- **Exercise details**
Quote, without any change, the line that contains "if you could find the blurred grass" and all lines that follow it to the end of the data below.

Annotated photo localization data:
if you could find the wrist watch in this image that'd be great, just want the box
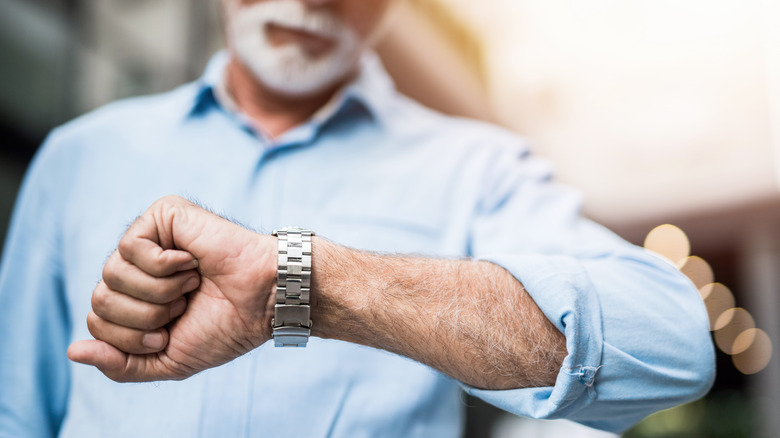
[271,227,314,347]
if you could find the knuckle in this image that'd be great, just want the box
[153,196,170,208]
[113,331,142,354]
[143,281,175,304]
[154,195,183,215]
[143,305,170,330]
[159,194,179,204]
[117,235,133,260]
[102,258,118,287]
[86,312,101,338]
[158,277,183,301]
[91,286,109,313]
[148,264,169,279]
[142,255,169,279]
[169,194,189,205]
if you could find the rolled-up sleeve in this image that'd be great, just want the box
[462,144,715,433]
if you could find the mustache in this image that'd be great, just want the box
[232,0,348,39]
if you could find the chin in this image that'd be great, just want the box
[238,43,361,97]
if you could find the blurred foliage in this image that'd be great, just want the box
[625,390,757,438]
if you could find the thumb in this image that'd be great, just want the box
[67,340,145,382]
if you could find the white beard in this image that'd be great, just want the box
[224,0,363,97]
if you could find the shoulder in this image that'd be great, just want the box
[380,92,532,161]
[43,82,201,157]
[23,83,201,201]
[375,93,539,185]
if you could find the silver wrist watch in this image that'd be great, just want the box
[271,227,314,347]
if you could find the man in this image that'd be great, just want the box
[0,0,714,436]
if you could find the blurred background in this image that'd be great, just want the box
[1,0,778,436]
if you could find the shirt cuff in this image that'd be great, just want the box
[462,254,604,420]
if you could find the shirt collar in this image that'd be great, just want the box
[188,50,396,127]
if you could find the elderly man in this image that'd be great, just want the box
[0,0,714,436]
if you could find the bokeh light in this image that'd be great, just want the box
[644,224,690,264]
[714,308,755,355]
[699,283,736,331]
[731,326,758,355]
[643,224,773,376]
[731,328,773,375]
[677,256,714,290]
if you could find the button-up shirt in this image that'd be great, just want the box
[0,51,714,437]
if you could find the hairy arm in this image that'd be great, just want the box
[312,238,567,390]
[68,196,564,389]
[68,195,712,433]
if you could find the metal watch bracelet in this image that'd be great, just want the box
[271,227,314,347]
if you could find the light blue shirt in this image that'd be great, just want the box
[0,52,714,437]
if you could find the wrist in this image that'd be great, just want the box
[309,236,336,340]
[261,234,279,340]
[310,237,373,343]
[239,232,278,342]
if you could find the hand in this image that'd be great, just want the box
[67,196,277,382]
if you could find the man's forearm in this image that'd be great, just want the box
[310,237,567,390]
[69,196,567,388]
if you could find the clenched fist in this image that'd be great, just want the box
[67,195,277,382]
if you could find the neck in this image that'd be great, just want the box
[224,57,348,139]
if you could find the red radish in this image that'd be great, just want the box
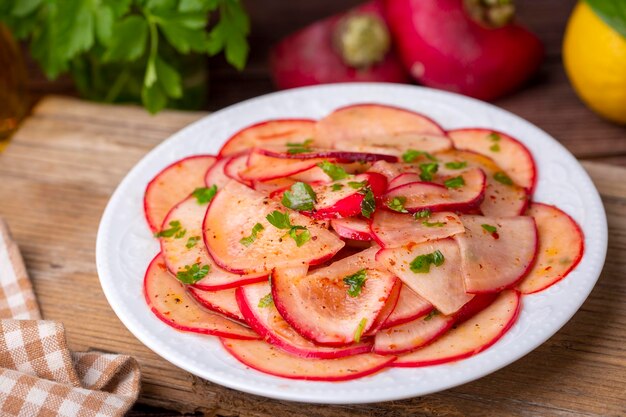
[393,290,521,367]
[376,239,474,315]
[224,152,252,186]
[144,155,216,233]
[455,215,538,293]
[219,119,316,157]
[204,157,233,189]
[271,247,397,345]
[447,128,536,191]
[144,254,258,339]
[453,292,498,324]
[159,196,266,290]
[236,282,373,359]
[374,310,455,354]
[256,146,398,163]
[385,0,543,101]
[371,210,464,249]
[517,203,584,294]
[203,181,344,275]
[270,1,409,90]
[315,103,447,151]
[381,285,433,329]
[240,151,330,182]
[368,160,404,181]
[221,338,395,381]
[365,278,401,335]
[331,217,373,241]
[384,168,486,213]
[189,287,245,323]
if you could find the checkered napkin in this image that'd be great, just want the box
[0,219,140,416]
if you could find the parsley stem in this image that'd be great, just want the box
[144,9,159,87]
[104,68,130,103]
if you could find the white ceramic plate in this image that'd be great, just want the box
[96,83,607,404]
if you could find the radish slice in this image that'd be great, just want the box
[144,155,216,232]
[144,254,258,339]
[240,151,330,182]
[517,203,584,294]
[381,285,433,329]
[456,215,538,293]
[253,178,296,196]
[371,210,464,248]
[388,172,422,189]
[315,104,447,152]
[204,157,232,189]
[393,290,521,367]
[203,181,344,275]
[365,278,402,336]
[160,196,266,290]
[384,168,486,213]
[330,217,373,241]
[448,128,536,192]
[376,239,474,315]
[221,338,395,381]
[219,119,316,157]
[272,247,397,345]
[256,146,398,163]
[368,160,404,181]
[188,287,245,323]
[374,311,455,354]
[224,153,252,186]
[237,282,373,358]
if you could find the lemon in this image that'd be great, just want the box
[563,1,626,124]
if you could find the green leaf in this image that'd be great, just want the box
[481,223,498,234]
[179,0,212,12]
[240,223,264,247]
[444,176,465,189]
[155,56,182,98]
[402,149,437,163]
[360,187,376,219]
[142,81,168,114]
[493,171,513,186]
[317,161,349,181]
[104,15,148,62]
[331,184,344,191]
[185,236,201,249]
[353,318,367,343]
[157,11,208,54]
[423,309,439,321]
[145,0,177,12]
[387,196,408,213]
[419,162,439,182]
[11,0,43,17]
[490,143,500,152]
[410,250,445,273]
[422,221,446,227]
[282,182,317,211]
[585,0,626,39]
[176,263,210,284]
[348,180,367,190]
[258,293,274,308]
[289,226,310,247]
[266,211,292,230]
[343,269,367,297]
[487,132,501,142]
[94,6,114,47]
[414,209,431,219]
[444,161,467,170]
[56,0,94,61]
[192,185,217,204]
[286,139,313,155]
[154,220,185,238]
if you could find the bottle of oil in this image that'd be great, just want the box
[0,24,28,151]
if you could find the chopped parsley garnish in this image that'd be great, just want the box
[176,263,210,284]
[155,220,186,239]
[258,293,274,308]
[493,171,513,185]
[240,223,264,247]
[414,209,432,219]
[192,185,218,204]
[331,183,344,191]
[410,250,445,273]
[489,143,501,152]
[481,223,498,234]
[488,132,501,142]
[444,176,465,188]
[444,161,467,170]
[286,138,314,155]
[419,162,439,182]
[387,196,408,213]
[282,182,317,211]
[353,318,368,343]
[424,309,440,321]
[317,161,349,181]
[423,221,446,227]
[348,180,368,189]
[360,187,376,219]
[265,210,311,247]
[343,269,367,297]
[402,149,437,163]
[185,236,201,249]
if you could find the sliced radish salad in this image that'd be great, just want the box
[143,104,584,381]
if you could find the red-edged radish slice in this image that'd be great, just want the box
[374,311,455,354]
[388,172,422,189]
[240,151,330,182]
[330,217,373,241]
[237,282,373,359]
[221,338,395,381]
[365,278,402,336]
[224,152,252,186]
[204,157,232,189]
[448,128,536,192]
[371,210,464,248]
[203,181,344,275]
[272,247,397,345]
[256,146,398,163]
[144,254,258,339]
[160,196,266,290]
[517,203,584,294]
[219,119,316,157]
[384,168,486,213]
[189,287,245,323]
[453,293,499,324]
[455,215,538,293]
[393,290,521,367]
[144,155,216,232]
[253,178,296,196]
[315,104,447,152]
[368,160,404,181]
[376,239,474,315]
[381,285,433,329]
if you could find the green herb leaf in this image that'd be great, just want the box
[422,221,446,227]
[489,143,501,152]
[414,209,432,219]
[266,211,292,230]
[155,56,182,99]
[444,176,465,189]
[240,223,264,247]
[419,162,439,182]
[444,161,467,170]
[289,226,311,247]
[155,220,185,238]
[185,236,201,249]
[585,0,626,39]
[493,171,513,185]
[354,317,367,343]
[258,293,274,308]
[348,180,368,190]
[403,149,437,163]
[331,183,344,191]
[424,309,440,321]
[481,223,498,234]
[488,132,501,142]
[103,15,148,62]
[387,196,408,213]
[432,249,444,266]
[317,161,349,181]
[360,187,376,219]
[192,185,218,204]
[343,269,367,297]
[176,263,210,284]
[286,138,313,155]
[206,0,250,70]
[282,182,317,211]
[410,250,445,273]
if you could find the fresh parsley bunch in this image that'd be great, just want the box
[0,0,250,113]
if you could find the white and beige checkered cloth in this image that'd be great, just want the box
[0,219,140,416]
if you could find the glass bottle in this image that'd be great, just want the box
[0,24,28,151]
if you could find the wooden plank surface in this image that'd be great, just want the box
[0,96,624,416]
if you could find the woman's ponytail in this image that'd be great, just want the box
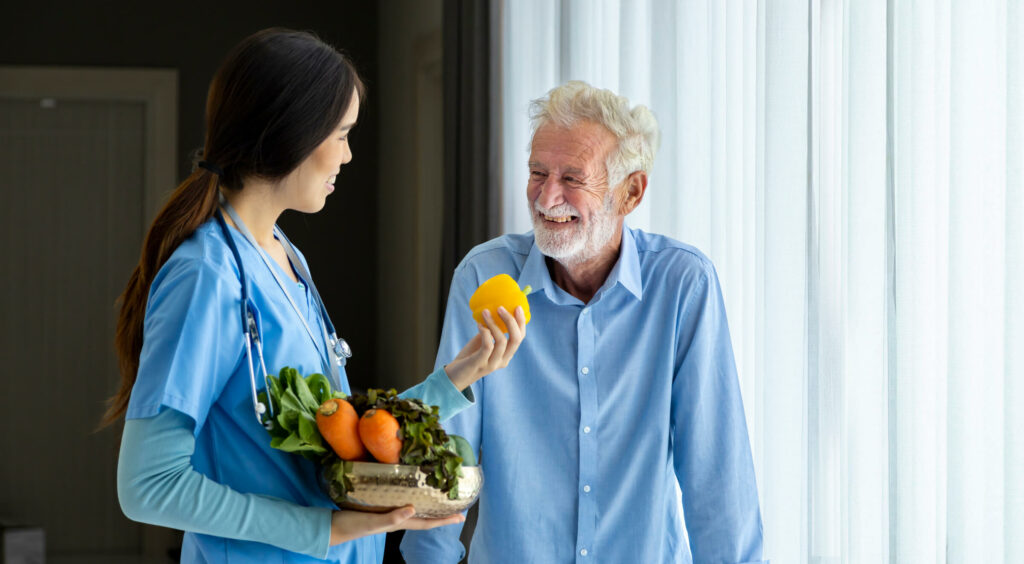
[101,168,220,426]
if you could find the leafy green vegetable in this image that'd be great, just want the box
[447,435,476,466]
[257,366,345,462]
[345,388,467,499]
[260,370,471,501]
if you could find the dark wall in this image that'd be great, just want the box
[0,0,382,388]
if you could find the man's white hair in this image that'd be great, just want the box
[529,80,660,189]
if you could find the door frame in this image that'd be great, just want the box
[0,65,179,558]
[0,66,178,232]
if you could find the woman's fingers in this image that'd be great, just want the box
[376,506,464,533]
[398,513,466,530]
[474,318,495,358]
[499,306,527,365]
[445,305,528,390]
[482,309,508,361]
[454,331,485,362]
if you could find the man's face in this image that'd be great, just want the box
[527,121,622,265]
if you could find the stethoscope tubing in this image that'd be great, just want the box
[213,206,351,430]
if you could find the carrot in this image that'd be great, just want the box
[358,408,403,464]
[316,399,367,461]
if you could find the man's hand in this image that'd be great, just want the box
[444,306,527,391]
[329,506,464,545]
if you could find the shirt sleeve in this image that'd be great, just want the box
[117,407,333,558]
[670,267,768,564]
[399,366,474,422]
[401,268,482,564]
[126,255,243,432]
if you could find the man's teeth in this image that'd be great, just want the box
[544,214,574,223]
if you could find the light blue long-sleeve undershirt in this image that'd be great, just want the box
[118,366,472,559]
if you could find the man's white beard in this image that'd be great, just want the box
[531,195,618,266]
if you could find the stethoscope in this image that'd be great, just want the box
[213,194,351,429]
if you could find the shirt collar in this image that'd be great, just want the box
[517,225,643,304]
[608,225,643,300]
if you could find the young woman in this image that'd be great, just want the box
[105,28,525,562]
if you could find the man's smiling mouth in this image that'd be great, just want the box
[542,213,578,223]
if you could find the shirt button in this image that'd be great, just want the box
[580,549,588,556]
[581,308,589,315]
[583,426,591,434]
[583,485,591,492]
[581,366,590,375]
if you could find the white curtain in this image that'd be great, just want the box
[497,1,1023,562]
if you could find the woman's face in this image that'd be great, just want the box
[278,89,360,213]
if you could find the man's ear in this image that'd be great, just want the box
[618,171,648,215]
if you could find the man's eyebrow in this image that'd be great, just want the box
[527,162,586,176]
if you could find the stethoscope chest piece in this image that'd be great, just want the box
[332,336,352,367]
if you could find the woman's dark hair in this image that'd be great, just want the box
[102,28,365,426]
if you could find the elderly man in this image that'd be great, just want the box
[401,81,766,563]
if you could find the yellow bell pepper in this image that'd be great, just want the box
[469,274,532,333]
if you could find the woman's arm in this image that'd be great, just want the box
[117,408,333,558]
[400,306,526,421]
[119,408,465,552]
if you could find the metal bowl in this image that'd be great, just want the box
[324,462,483,518]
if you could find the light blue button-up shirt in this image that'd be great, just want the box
[401,226,766,564]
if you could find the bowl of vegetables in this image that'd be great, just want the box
[259,368,481,518]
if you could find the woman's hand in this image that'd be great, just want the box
[444,306,527,391]
[329,506,464,545]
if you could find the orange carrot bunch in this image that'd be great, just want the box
[316,399,367,461]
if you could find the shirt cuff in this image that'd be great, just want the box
[310,506,333,559]
[399,366,475,421]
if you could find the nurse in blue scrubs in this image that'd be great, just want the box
[103,28,526,563]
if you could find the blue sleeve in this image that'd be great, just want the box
[117,408,333,557]
[399,366,474,422]
[401,268,482,564]
[126,255,243,431]
[670,268,767,564]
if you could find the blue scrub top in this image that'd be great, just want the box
[126,218,383,563]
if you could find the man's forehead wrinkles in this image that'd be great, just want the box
[530,147,601,172]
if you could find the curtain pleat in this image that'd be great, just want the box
[498,1,1024,561]
[440,0,495,333]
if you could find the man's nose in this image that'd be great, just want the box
[535,176,564,209]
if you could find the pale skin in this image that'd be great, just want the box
[528,120,649,303]
[220,89,527,543]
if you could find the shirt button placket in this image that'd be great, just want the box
[576,306,597,564]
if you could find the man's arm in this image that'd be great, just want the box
[670,267,767,564]
[401,268,485,564]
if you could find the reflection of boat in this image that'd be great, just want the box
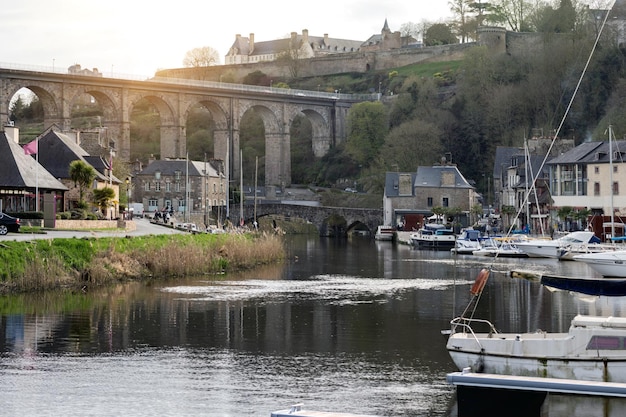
[472,237,527,258]
[410,223,456,249]
[540,274,626,296]
[451,229,482,254]
[445,269,626,382]
[515,231,600,258]
[574,250,626,278]
[374,225,395,241]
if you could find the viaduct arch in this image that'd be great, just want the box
[0,67,377,186]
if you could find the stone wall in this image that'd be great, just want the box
[155,43,476,83]
[55,219,137,231]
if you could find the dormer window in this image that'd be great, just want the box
[155,171,161,180]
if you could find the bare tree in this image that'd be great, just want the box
[183,46,220,67]
[400,22,422,38]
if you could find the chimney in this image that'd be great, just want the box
[324,33,329,46]
[302,29,309,43]
[249,33,255,53]
[4,124,18,144]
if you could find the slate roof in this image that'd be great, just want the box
[414,165,474,189]
[546,141,626,165]
[494,146,523,177]
[0,132,67,191]
[138,159,221,177]
[384,172,417,197]
[35,129,116,183]
[231,34,363,57]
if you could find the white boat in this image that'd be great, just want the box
[515,231,599,258]
[557,242,619,261]
[573,250,626,277]
[410,223,456,249]
[445,269,626,383]
[471,237,527,258]
[374,225,395,241]
[451,229,482,254]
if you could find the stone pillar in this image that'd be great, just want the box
[43,193,56,228]
[160,125,185,159]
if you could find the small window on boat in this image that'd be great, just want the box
[587,336,622,350]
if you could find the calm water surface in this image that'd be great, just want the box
[1,236,625,416]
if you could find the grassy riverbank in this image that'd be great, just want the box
[0,232,285,293]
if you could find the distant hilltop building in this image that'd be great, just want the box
[68,64,102,77]
[225,19,419,65]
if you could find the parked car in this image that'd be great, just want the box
[0,213,20,235]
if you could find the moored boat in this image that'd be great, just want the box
[410,223,456,249]
[471,237,527,258]
[445,269,626,383]
[515,231,600,258]
[374,225,395,241]
[451,228,482,254]
[573,250,626,277]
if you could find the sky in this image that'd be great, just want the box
[1,0,453,77]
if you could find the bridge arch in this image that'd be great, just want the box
[128,93,180,159]
[294,108,331,158]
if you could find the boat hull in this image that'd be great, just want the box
[574,251,626,278]
[448,349,626,383]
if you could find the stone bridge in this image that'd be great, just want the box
[0,65,378,186]
[231,203,383,236]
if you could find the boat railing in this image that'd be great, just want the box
[450,316,499,348]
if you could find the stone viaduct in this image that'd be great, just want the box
[0,66,378,186]
[232,202,383,236]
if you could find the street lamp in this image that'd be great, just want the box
[125,177,131,219]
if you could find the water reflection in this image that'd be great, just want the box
[1,236,626,416]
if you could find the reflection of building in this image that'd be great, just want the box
[134,158,226,224]
[383,163,478,231]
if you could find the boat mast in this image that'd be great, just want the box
[610,125,615,239]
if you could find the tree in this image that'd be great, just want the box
[345,102,388,167]
[486,0,535,32]
[183,46,220,67]
[399,22,421,38]
[423,23,459,46]
[276,37,305,78]
[92,187,116,217]
[69,160,96,208]
[449,0,474,42]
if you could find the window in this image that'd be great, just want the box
[148,199,158,207]
[615,166,619,173]
[166,182,171,192]
[594,182,600,196]
[595,167,599,174]
[155,171,161,180]
[587,336,623,350]
[144,182,150,191]
[614,182,619,196]
[175,182,180,192]
[427,197,433,207]
[174,170,181,181]
[155,182,161,192]
[443,197,449,207]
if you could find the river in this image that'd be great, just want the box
[1,235,625,416]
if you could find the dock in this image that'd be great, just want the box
[447,370,626,417]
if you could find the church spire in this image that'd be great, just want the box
[382,18,390,33]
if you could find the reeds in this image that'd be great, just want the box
[0,232,285,293]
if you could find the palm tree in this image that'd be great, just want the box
[92,187,116,217]
[69,160,96,208]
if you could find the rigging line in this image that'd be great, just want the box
[511,1,615,238]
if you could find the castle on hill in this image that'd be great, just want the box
[225,20,419,65]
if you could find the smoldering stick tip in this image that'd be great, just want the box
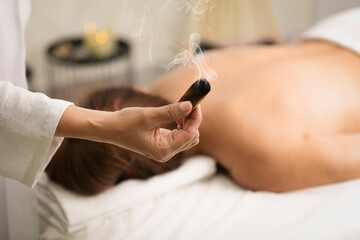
[178,78,211,111]
[197,78,211,93]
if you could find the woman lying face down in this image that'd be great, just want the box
[48,40,360,195]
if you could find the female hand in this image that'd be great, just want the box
[56,101,202,162]
[104,101,201,161]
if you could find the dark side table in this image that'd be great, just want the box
[46,37,131,104]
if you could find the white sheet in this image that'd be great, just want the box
[299,8,360,56]
[36,155,217,234]
[37,155,360,240]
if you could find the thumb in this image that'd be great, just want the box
[151,101,192,124]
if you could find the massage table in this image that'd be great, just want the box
[36,155,360,240]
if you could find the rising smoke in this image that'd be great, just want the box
[119,0,218,81]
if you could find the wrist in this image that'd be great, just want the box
[55,105,113,142]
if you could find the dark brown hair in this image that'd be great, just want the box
[46,87,184,195]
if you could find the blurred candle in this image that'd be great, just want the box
[83,22,116,58]
[83,22,97,49]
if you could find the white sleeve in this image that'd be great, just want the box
[0,81,73,188]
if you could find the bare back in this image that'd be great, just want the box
[152,41,360,191]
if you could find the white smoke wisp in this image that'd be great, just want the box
[172,0,215,21]
[166,33,217,82]
[124,4,156,65]
[134,5,151,42]
[115,0,217,81]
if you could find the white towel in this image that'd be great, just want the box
[36,155,217,234]
[295,7,360,56]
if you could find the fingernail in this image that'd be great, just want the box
[179,101,191,112]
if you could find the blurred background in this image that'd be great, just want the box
[24,0,360,103]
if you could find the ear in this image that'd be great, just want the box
[134,87,151,94]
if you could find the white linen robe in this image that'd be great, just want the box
[0,0,72,239]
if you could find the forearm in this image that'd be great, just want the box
[54,102,201,162]
[55,105,113,143]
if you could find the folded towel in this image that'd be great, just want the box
[36,155,217,234]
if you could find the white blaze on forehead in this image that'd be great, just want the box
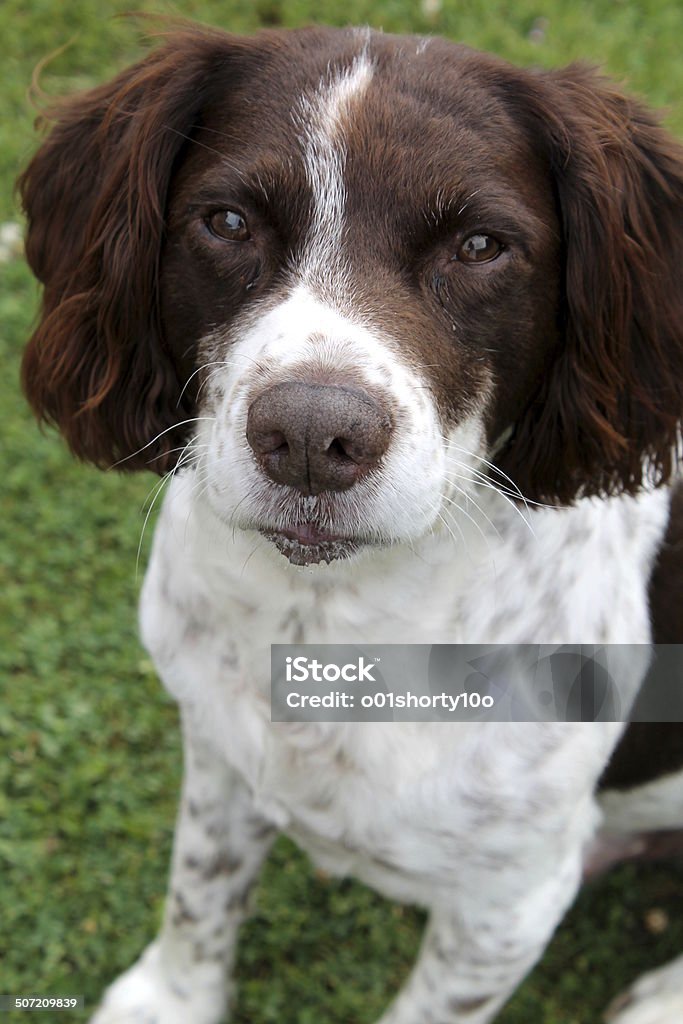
[296,50,374,289]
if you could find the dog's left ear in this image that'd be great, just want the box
[501,65,683,505]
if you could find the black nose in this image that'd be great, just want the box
[246,382,393,495]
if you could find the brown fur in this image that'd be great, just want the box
[602,485,683,791]
[498,67,683,504]
[18,27,683,507]
[19,27,266,472]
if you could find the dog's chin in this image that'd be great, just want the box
[259,522,364,566]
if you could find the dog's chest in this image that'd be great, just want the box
[138,480,669,901]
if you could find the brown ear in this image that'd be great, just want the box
[19,28,248,472]
[500,65,683,505]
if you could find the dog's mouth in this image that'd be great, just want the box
[260,522,361,565]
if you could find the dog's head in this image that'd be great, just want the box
[20,26,683,564]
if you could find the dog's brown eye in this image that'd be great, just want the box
[207,209,250,241]
[455,234,503,264]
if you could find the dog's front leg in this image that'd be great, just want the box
[90,708,276,1024]
[377,857,583,1024]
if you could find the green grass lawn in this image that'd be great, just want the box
[2,1,683,1021]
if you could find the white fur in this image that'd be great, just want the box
[607,956,683,1024]
[601,771,683,832]
[90,46,683,1024]
[197,285,487,550]
[89,459,680,1023]
[295,53,373,294]
[90,468,679,1024]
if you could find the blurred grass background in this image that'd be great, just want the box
[1,1,683,1021]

- **Response to this exercise**
if you could find the blurred grass background in this image that'd be great, just want the box
[1,1,683,1021]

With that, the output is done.